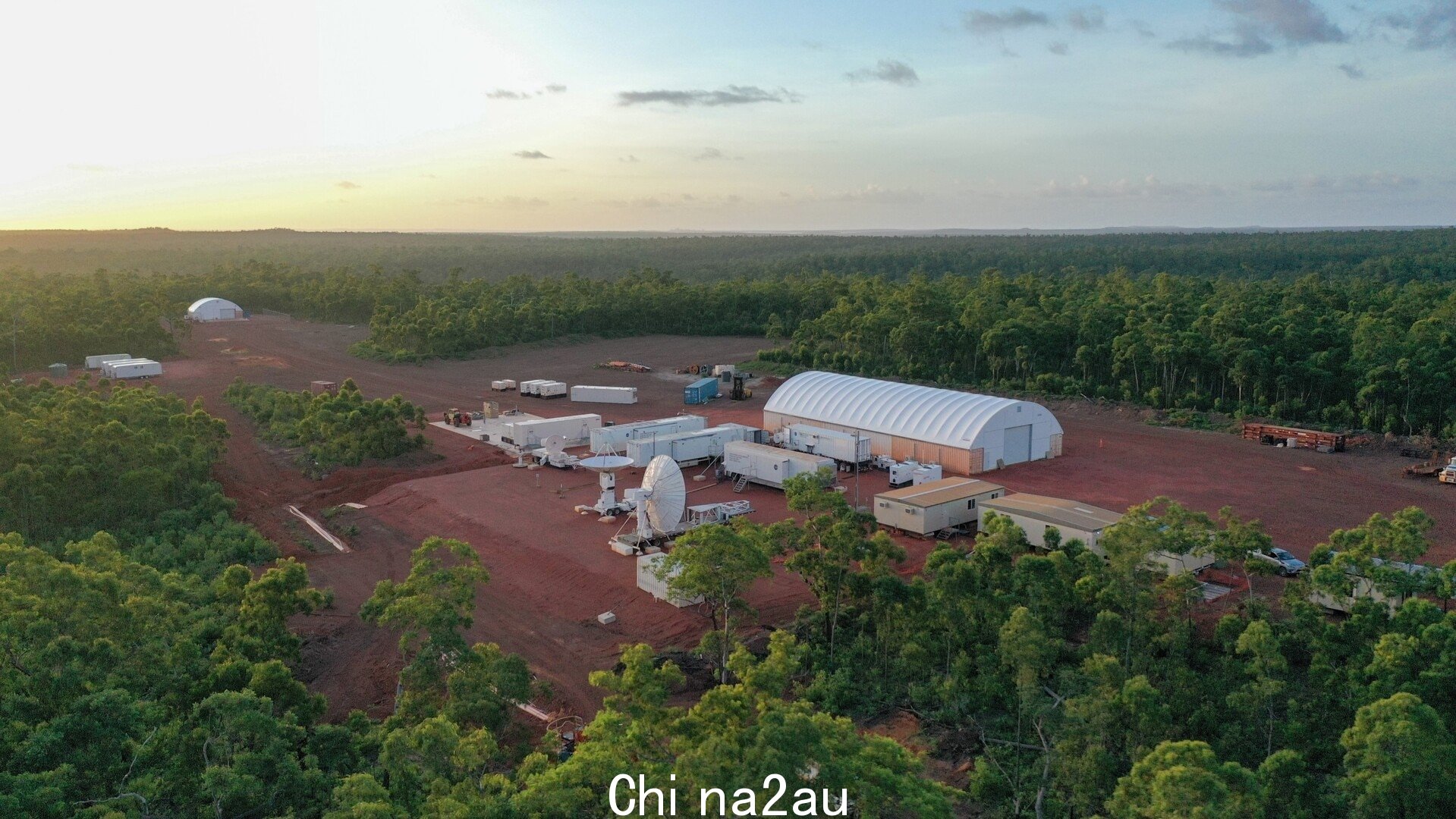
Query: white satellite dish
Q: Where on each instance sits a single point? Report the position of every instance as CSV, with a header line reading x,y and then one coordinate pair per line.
x,y
665,497
606,469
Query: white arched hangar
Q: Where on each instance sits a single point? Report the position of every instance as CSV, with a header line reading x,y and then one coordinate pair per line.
x,y
215,309
963,432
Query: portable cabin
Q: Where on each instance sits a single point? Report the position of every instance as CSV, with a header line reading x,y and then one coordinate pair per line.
x,y
938,505
769,466
1036,514
700,391
95,361
615,438
603,394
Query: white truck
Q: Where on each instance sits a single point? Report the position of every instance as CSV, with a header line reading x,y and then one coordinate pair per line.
x,y
844,447
771,466
611,440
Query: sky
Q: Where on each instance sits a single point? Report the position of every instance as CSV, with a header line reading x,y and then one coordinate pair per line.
x,y
656,115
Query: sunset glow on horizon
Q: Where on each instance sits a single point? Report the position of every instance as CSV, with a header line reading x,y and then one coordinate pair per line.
x,y
523,117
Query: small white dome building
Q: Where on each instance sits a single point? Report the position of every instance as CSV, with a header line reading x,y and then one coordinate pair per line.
x,y
215,309
963,432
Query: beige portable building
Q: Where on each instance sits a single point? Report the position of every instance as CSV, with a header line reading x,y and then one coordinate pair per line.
x,y
936,505
1082,521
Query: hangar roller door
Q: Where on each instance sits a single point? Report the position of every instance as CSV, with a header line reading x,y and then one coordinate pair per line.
x,y
1018,444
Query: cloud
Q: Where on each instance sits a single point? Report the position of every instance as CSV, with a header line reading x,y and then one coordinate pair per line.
x,y
1351,184
1086,19
1432,28
1351,71
730,95
879,196
1149,187
503,202
1258,24
892,71
709,155
508,93
995,22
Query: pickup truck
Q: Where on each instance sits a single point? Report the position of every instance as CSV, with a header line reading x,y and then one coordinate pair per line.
x,y
1283,562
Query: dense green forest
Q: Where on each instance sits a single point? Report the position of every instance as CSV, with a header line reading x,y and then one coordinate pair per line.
x,y
130,462
147,682
334,429
1394,255
1088,686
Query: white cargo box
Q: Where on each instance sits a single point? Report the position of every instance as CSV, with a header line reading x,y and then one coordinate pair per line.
x,y
844,447
689,447
574,428
769,464
648,582
603,394
136,369
615,438
95,361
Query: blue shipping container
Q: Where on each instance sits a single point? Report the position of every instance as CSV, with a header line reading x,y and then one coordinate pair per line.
x,y
700,391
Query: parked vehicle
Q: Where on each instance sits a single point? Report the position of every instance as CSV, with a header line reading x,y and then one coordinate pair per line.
x,y
1285,562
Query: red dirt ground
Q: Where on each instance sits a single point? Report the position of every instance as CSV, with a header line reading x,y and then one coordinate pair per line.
x,y
551,570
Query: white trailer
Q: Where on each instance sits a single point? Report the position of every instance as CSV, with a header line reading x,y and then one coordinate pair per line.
x,y
844,447
136,369
603,394
95,361
574,428
609,440
769,466
689,447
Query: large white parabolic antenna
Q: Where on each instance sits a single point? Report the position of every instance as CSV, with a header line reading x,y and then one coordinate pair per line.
x,y
606,469
665,497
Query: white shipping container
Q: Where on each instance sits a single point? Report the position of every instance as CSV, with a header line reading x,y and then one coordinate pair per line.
x,y
574,428
603,394
136,369
769,464
615,438
95,361
844,447
687,447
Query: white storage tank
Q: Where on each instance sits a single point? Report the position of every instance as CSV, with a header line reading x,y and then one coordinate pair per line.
x,y
769,464
615,438
574,428
603,394
95,361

-- -- --

What to work on: Put every line of the entries above into a JSON list of strings, one string per line, leaving out blank lines and the pictures.

Worked solution:
[
  "Query: white satellite dish",
  "Q: Where on each instance sits a single point? Report the position of every instance as CSV, with a header line reading x,y and then one coordinate pair per line.",
  "x,y",
  "665,497",
  "606,469",
  "Query: white arched hangar",
  "Q: Where on each instance sits a single point? Report the position of every instance as CSV, with a header line reading x,y and then one coordinate pair per line.",
  "x,y",
  "215,309",
  "963,432",
  "Query: portable cabin",
  "Q: Where on each instance sits a single point? Report the position of every instance as CSV, with a header line reading x,y and then one coordinate pair per line.",
  "x,y",
  "938,505",
  "769,466",
  "1036,514",
  "700,391",
  "95,361",
  "615,438",
  "603,394",
  "Query: white truck",
  "Q: Where on each instance sits a single point? Report the position of every instance as CSV, with a header line reading x,y and then one coordinate pair per line.",
  "x,y",
  "844,447",
  "771,466",
  "611,440",
  "Query: sky",
  "Q: Where on each instance sits a single point? Report the position of every instance as CSV, with a header line reading x,y and then one coordinate pair per line.",
  "x,y",
  "656,115",
  "Query: sunset glow on horizon",
  "Q: Where on each instance sits a single point? Report the position of every instance as CSV, with a header line reading x,y and then one coordinate pair per line.",
  "x,y",
  "523,117",
  "Query: small white dome building",
  "Q: Where on each instance sits a single point? Report the position of every instance as CSV, with a header line reading x,y and then one coordinate pair per line.",
  "x,y",
  "215,309",
  "963,432",
  "Query: beige portable building",
  "Q: Where on each instance sits a single point? Report the position of every instance as CSV, with a header line reading x,y and then one coordinate pair per line.",
  "x,y",
  "936,505",
  "1082,521",
  "Query: hangar roller door",
  "Q: Where on each instance sits a single point? Report the position of every instance as CSV, with a header line reading x,y and then one coordinate pair per line.",
  "x,y",
  "1018,444",
  "Query: cloud",
  "Q: Where on each instance sits a single point? Report the position of every instance as CSV, with a header line reading x,y and then one coordinate pair per line.",
  "x,y",
  "1351,184",
  "1086,19",
  "1432,28",
  "1351,71",
  "730,95",
  "879,196",
  "1149,187",
  "503,202",
  "1258,24",
  "892,71",
  "709,155",
  "508,93",
  "995,22",
  "Query: pickup truck",
  "Q: Where on each instance sits a single point? Report the position of every instance as CSV, with a header line reading x,y and then one coordinate pair per line.",
  "x,y",
  "1283,562",
  "Query: dense green forest",
  "Q: Where on each instance sits a single point? Report the position of every instance as CSV, with a header line reading x,y and then one coordinate pair per line.",
  "x,y",
  "130,462",
  "147,682",
  "334,429",
  "1394,255",
  "1088,686",
  "Query: white cargo box",
  "Q: Where on each instance sits a single point? Report the position of every instance as CSV, with a header line reading x,y and then one coordinate pair per line.",
  "x,y",
  "844,447",
  "689,447",
  "574,428",
  "769,464",
  "648,582",
  "603,394",
  "136,369",
  "615,438",
  "95,361",
  "Query: blue shipping container",
  "Q: Where on each instance sits a single point? Report the position of every instance as CSV, with a header line reading x,y and then one coordinate pair per line.",
  "x,y",
  "700,391",
  "Query: parked vehicle",
  "Q: Where on each instance sits a single point? Report the position of every instance as CSV, with a header line reading x,y and then one coordinate pair per line.",
  "x,y",
  "1285,562",
  "Query: red dirt ground",
  "Q: Where on each instance sits a single point? Report the position of every instance as CSV, with a header line reading x,y and then one coordinate pair per line.",
  "x,y",
  "551,570",
  "Query: white trailer",
  "Q: Where on each instance sits a single point? Report the position of every instance as CSV, with a header line reading x,y and then one coordinate pair per line.",
  "x,y",
  "844,447",
  "136,369",
  "603,394",
  "95,361",
  "574,428",
  "609,440",
  "769,466",
  "689,447",
  "Query: large white parabolic antenna",
  "Q: Where on each instance sits a single point? Report the position of every instance as CSV, with a header line reading x,y and then one coordinate pair per line.",
  "x,y",
  "606,469",
  "665,497",
  "Query: white shipping container",
  "Q: Where on each instance sits a single point? Report the position of every instance as CSV, with a header line reading x,y and then one coordinate pair per line.",
  "x,y",
  "574,428",
  "603,394",
  "136,369",
  "769,464",
  "615,438",
  "95,361",
  "844,447",
  "687,447",
  "Query: white storage tank",
  "Q: Where on each instance sits a single point? Report the position of every instance as CSV, with a header line reading x,y and then one coordinate pair per line.",
  "x,y",
  "769,464",
  "615,438",
  "574,428",
  "603,394",
  "95,361"
]